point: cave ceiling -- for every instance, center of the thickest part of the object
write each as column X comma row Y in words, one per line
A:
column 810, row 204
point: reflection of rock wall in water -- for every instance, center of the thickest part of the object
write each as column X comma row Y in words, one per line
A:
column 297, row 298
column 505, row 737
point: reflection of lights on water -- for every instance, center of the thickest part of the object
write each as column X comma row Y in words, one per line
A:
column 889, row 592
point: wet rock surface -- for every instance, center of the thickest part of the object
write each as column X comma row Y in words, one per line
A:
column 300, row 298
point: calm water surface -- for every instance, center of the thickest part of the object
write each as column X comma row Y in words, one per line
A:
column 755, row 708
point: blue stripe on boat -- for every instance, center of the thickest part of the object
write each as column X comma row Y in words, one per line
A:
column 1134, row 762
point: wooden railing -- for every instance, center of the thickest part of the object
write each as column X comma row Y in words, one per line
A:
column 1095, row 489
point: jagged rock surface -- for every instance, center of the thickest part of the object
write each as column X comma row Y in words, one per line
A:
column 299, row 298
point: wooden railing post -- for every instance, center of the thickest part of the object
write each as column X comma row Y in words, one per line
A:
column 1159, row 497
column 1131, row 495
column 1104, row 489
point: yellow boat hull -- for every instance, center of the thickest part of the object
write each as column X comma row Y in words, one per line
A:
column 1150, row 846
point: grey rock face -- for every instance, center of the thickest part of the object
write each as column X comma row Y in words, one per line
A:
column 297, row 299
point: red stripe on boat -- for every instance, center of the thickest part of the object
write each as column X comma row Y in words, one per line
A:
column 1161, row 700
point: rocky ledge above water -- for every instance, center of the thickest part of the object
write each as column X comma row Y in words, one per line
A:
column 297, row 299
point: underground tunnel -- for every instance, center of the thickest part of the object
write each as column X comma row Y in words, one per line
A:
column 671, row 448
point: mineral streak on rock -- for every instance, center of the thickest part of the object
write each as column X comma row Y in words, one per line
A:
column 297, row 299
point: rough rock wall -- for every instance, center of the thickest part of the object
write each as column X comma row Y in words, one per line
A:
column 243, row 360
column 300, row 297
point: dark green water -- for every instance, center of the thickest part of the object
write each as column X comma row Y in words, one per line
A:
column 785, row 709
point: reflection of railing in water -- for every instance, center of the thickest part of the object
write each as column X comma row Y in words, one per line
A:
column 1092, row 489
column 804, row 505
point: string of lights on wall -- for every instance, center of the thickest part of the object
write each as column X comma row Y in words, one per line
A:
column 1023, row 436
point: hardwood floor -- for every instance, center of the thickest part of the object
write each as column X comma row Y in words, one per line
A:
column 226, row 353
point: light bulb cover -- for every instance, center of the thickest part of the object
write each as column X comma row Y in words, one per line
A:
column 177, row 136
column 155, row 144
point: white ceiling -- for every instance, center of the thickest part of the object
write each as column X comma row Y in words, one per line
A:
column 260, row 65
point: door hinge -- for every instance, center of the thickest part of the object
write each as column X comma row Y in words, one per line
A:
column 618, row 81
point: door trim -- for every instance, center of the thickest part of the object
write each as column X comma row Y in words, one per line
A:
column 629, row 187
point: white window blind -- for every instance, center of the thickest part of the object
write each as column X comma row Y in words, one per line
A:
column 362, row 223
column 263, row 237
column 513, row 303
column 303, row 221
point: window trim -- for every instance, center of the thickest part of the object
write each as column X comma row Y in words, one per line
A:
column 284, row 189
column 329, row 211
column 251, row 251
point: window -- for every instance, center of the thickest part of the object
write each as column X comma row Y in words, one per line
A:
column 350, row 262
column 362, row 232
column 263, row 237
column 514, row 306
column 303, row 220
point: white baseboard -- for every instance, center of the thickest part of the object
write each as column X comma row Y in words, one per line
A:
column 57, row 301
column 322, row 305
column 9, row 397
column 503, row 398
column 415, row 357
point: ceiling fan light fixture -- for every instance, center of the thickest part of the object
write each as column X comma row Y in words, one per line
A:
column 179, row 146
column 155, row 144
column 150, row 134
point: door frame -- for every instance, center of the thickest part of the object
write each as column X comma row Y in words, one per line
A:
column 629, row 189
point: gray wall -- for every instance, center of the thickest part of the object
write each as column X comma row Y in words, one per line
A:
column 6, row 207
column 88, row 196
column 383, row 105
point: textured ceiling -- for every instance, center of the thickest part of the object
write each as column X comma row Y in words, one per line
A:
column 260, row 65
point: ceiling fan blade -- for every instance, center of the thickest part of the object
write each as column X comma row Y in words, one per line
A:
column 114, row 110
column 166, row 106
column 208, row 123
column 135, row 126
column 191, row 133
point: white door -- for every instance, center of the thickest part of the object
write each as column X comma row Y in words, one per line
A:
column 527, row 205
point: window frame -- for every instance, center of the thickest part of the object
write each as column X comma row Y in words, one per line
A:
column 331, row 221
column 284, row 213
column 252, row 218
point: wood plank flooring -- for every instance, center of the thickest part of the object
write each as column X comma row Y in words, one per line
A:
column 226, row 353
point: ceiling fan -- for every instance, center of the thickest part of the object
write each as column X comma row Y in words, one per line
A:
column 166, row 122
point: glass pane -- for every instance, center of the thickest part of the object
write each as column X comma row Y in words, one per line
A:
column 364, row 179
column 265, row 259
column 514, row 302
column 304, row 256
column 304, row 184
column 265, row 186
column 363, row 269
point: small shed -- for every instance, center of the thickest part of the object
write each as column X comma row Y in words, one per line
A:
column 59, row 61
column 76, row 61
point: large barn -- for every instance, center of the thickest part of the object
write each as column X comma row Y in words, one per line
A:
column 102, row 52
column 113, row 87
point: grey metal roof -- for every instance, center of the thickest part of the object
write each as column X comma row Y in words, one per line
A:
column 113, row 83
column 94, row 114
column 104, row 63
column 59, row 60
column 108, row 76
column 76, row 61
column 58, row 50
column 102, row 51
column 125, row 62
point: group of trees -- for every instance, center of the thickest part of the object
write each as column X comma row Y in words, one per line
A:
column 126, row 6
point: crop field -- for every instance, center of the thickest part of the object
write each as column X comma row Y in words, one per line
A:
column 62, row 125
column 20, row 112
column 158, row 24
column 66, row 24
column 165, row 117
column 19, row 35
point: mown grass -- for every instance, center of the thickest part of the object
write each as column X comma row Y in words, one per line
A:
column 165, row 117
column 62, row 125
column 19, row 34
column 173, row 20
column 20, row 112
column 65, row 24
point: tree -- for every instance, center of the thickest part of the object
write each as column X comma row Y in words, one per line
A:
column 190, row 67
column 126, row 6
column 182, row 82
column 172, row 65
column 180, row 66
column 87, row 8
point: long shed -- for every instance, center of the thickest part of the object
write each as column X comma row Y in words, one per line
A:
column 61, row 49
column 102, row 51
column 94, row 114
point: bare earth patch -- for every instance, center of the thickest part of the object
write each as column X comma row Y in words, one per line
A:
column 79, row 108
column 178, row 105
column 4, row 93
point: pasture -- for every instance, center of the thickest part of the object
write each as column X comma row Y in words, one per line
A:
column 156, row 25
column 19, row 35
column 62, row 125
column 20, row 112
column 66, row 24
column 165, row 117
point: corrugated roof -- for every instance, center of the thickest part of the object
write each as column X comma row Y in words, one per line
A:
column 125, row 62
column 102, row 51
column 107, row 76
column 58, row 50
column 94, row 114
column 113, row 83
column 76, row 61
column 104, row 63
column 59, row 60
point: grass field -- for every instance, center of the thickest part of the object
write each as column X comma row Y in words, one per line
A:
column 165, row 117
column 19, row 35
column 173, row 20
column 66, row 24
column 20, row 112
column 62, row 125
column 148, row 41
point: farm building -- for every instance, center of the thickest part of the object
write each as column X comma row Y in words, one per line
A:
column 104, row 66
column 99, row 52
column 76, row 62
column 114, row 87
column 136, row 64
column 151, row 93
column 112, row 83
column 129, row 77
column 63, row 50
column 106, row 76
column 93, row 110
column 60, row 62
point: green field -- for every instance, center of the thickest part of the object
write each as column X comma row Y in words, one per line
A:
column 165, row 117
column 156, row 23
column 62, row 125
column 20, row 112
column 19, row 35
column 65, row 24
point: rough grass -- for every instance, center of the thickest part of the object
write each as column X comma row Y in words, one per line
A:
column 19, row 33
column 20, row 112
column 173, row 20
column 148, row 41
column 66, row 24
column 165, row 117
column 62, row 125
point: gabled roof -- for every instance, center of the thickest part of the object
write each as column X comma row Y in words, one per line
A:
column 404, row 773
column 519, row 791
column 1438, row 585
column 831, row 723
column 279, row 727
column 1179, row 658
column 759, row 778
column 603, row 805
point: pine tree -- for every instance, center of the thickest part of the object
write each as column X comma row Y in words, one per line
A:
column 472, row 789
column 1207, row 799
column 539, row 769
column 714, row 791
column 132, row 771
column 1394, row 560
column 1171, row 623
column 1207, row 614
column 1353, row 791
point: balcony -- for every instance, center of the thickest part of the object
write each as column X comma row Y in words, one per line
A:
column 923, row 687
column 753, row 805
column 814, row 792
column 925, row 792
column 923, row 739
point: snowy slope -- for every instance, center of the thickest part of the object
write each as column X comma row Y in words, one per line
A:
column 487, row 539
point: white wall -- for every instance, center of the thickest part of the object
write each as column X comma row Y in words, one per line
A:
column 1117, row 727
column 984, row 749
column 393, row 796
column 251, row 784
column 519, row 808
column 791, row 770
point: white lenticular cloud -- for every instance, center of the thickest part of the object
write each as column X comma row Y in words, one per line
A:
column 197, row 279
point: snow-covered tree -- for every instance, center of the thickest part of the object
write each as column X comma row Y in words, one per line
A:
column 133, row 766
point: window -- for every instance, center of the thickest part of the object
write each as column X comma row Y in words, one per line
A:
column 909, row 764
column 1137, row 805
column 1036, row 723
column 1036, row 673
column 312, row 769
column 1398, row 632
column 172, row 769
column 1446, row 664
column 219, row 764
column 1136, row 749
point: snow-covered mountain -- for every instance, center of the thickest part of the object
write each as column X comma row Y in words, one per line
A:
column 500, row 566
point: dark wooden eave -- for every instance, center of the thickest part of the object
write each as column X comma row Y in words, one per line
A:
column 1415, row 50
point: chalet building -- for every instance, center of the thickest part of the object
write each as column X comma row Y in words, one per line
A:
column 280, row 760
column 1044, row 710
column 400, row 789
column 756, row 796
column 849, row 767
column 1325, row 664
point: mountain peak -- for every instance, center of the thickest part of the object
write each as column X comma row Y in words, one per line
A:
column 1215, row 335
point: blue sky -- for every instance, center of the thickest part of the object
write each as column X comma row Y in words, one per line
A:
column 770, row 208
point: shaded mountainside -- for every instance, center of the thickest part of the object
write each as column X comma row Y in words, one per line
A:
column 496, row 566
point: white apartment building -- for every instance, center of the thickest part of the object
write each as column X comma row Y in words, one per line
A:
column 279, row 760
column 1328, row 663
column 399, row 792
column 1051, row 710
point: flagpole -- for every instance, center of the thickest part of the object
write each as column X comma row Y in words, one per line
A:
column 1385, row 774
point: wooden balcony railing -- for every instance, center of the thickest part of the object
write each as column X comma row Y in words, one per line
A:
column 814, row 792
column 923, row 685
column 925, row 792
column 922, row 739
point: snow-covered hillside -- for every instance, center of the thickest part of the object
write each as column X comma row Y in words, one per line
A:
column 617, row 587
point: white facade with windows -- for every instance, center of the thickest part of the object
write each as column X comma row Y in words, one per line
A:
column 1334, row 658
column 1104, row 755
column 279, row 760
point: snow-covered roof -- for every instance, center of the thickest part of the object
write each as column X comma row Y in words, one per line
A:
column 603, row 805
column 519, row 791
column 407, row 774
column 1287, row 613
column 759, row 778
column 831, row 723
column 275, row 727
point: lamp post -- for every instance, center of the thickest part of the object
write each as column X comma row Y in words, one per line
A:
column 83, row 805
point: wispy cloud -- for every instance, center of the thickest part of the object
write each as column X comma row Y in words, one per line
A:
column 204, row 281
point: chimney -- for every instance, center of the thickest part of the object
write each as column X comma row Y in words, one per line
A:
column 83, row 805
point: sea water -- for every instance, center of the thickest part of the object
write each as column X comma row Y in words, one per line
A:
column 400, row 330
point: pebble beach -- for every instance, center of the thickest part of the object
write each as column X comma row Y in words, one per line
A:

• STATED EXERCISE
Repeat word for word every line from the one that holds "point: wispy cloud" to the end. Both ends count.

• CORRECT OUTPUT
point: wispy cloud -- for every instance, center of the thickest part of the object
write each as column X comma row Y in words, one per line
A:
column 204, row 281
point: chimney -- for every instance, center of the thickest part of the object
write each as column X comma row Y in words, one per line
A:
column 83, row 805
point: sea water -- for every instance, center of the thickest part of the object
write each as column X comma row Y in words, one per line
A:
column 400, row 330
point: pebble beach -- for every instance, center of the thickest part of the object
write each as column X comma row Y in words, one per line
A:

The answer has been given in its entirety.